DIRECTIONS: Pick out each row below that contains the word "succulent" and copy those rows. Count a match only when the capitalization is the same.
——
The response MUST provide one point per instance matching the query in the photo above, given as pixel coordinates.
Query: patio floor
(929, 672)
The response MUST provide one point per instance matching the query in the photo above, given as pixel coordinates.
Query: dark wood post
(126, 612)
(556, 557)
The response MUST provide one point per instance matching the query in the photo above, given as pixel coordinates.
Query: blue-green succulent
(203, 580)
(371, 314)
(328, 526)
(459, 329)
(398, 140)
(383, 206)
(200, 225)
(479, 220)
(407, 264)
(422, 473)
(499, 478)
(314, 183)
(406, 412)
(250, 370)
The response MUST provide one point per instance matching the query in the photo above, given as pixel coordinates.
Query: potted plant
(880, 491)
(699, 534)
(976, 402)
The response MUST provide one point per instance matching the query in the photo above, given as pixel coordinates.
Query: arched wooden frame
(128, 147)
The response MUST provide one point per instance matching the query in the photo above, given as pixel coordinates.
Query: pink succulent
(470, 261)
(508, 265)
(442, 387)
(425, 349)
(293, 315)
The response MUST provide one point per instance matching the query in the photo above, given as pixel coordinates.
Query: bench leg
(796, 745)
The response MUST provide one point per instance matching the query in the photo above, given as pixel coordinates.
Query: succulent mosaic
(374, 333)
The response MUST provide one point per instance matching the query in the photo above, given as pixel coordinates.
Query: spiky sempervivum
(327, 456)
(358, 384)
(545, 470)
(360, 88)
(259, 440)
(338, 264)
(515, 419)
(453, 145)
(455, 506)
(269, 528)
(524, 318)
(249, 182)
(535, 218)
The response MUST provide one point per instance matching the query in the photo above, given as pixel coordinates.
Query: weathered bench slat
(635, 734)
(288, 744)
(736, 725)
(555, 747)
——
WORKED SOLUTION:
Query: blue-green succulent
Query: pink succulent
Query: succulent mosaic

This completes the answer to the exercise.